_Problem statement:_ Please set down the listing exactly, from the first line to the last.

________________________

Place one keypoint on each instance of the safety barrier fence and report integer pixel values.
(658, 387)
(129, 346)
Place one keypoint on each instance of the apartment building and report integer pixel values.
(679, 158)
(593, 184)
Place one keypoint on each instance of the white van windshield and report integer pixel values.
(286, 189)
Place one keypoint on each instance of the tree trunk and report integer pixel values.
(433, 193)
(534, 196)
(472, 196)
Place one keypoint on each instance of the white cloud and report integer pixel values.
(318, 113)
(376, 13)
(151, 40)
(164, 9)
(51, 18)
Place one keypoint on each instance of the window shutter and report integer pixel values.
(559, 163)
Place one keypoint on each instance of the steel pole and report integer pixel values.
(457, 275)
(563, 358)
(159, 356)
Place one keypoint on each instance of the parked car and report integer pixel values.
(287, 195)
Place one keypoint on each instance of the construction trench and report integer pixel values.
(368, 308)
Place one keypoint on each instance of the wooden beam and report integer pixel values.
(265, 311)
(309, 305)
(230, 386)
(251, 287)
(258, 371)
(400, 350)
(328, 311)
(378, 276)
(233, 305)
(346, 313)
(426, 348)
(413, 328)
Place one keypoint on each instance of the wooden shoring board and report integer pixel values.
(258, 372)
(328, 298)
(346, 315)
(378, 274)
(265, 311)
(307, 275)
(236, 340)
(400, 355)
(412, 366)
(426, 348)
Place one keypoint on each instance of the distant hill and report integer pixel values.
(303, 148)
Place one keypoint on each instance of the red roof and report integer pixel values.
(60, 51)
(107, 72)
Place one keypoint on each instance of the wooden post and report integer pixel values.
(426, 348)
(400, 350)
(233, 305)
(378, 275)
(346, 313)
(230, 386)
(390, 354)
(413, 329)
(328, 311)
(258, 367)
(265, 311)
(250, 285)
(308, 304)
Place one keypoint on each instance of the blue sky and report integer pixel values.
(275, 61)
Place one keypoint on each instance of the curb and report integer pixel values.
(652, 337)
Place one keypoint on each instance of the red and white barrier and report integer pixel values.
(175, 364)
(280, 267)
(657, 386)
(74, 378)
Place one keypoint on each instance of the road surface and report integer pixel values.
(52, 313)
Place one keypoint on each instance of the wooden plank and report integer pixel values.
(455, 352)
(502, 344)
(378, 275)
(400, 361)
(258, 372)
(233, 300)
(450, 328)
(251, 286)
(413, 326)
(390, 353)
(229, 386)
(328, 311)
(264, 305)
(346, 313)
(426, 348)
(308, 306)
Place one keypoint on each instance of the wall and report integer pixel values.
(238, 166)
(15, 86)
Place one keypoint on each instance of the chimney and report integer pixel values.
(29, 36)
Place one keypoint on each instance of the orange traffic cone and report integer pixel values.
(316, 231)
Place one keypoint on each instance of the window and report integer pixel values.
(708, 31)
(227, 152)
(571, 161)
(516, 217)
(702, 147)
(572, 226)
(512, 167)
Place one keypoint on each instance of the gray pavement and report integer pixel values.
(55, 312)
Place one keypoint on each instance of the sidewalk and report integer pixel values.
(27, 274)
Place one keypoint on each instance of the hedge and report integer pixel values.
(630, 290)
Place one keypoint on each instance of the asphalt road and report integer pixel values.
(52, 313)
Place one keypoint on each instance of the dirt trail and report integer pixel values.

________________________

_Response area:_
Place one keypoint on each instance of the safety barrier fence and report integer pixel values.
(658, 387)
(129, 346)
Place one keypoint on each instance of the apartment building and report integer pixel values.
(679, 158)
(593, 184)
Place one keypoint on each instance of the white van windshield and report integer pixel values.
(286, 189)
Place one keypoint on each instance of the tree trunk and report integer pixel values.
(433, 193)
(534, 196)
(472, 196)
Place one keypoint on each instance of the white cloud and report integer pixel values.
(318, 113)
(376, 13)
(151, 40)
(164, 9)
(51, 18)
Place one keypoint on each instance of the window shutter and report integer pixel values.
(559, 163)
Place one keypoint on each instance of the steel pole and report integer pixel values.
(457, 275)
(563, 358)
(159, 356)
Place one keypoint on each instance of the parked car and report integer pixel values.
(287, 195)
Place one keypoint on each instance of the construction trench and report integer pixel values.
(368, 308)
Place one keypoint on each instance of the wooden beam and report integer pixel values.
(265, 311)
(309, 305)
(230, 386)
(251, 287)
(258, 371)
(400, 350)
(328, 311)
(378, 276)
(233, 305)
(346, 313)
(426, 348)
(413, 328)
Place one keypoint on each instance of the wooden shoring board and report integer pixel values.
(258, 372)
(328, 298)
(346, 315)
(378, 274)
(265, 311)
(307, 275)
(236, 340)
(400, 355)
(412, 366)
(426, 348)
Place one keypoint on each instance of the distant hill and report integer pixel values.
(303, 148)
Place one keypoint on each instance of the red roof and report integer pixel values.
(60, 51)
(107, 72)
Place one keypoint on each instance of the wooden post and report integer pixel values.
(426, 348)
(400, 350)
(233, 305)
(378, 275)
(346, 313)
(230, 386)
(390, 354)
(413, 329)
(328, 311)
(258, 367)
(265, 311)
(250, 285)
(308, 304)
Place one keypoint on each instance of the blue sky and report integer pixel values.
(275, 61)
Place one keypoint on each instance of the curb and report integer pixel values.
(652, 337)
Place one keypoint on each instance of the red and white barrier and report integer pixel values.
(175, 364)
(280, 267)
(657, 386)
(74, 378)
Place one keypoint on each instance of the road surface and report integer pixel values.
(52, 313)
Place one keypoint on each instance of the wooden plank and report integer pixel values.
(455, 352)
(502, 344)
(378, 275)
(400, 361)
(258, 372)
(233, 300)
(450, 328)
(251, 286)
(413, 326)
(390, 353)
(229, 386)
(328, 311)
(264, 305)
(346, 313)
(426, 348)
(308, 306)
Place one keypoint on each instance of the wall and report integer pixel values.
(238, 166)
(15, 86)
Place one keypoint on each instance of the chimney and report integer pixel values.
(29, 36)
Place one keypoint on each instance of the orange traffic cone and report integer pixel values.
(316, 231)
Place one keypoint on each instance of the window and report integer pixel values.
(708, 31)
(227, 152)
(571, 161)
(516, 217)
(702, 147)
(572, 226)
(512, 167)
Place one keypoint on each instance of the gray pavement and report integer pixel values.
(55, 312)
Place one keypoint on each instance of the sidewalk and report integer pixel values.
(27, 274)
Place one keypoint on each instance of the hedge and report integer pixel values.
(630, 290)
Place one keypoint on each instance of the asphalt road and report integer pixel values.
(52, 313)
Place one keypoint on each instance of the dirt trail and report integer pixel values.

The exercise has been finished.